Exercise requirements -
Print the data that follows exactly.
——
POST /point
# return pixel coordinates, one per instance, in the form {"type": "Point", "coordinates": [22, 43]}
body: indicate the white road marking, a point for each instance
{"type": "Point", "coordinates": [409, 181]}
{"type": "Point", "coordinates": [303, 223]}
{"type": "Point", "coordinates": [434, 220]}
——
Response for this exercise -
POST /point
# return pixel coordinates, one per instance, in the form {"type": "Point", "coordinates": [22, 43]}
body: indicate the white road marking, a point for each instance
{"type": "Point", "coordinates": [409, 181]}
{"type": "Point", "coordinates": [303, 223]}
{"type": "Point", "coordinates": [434, 220]}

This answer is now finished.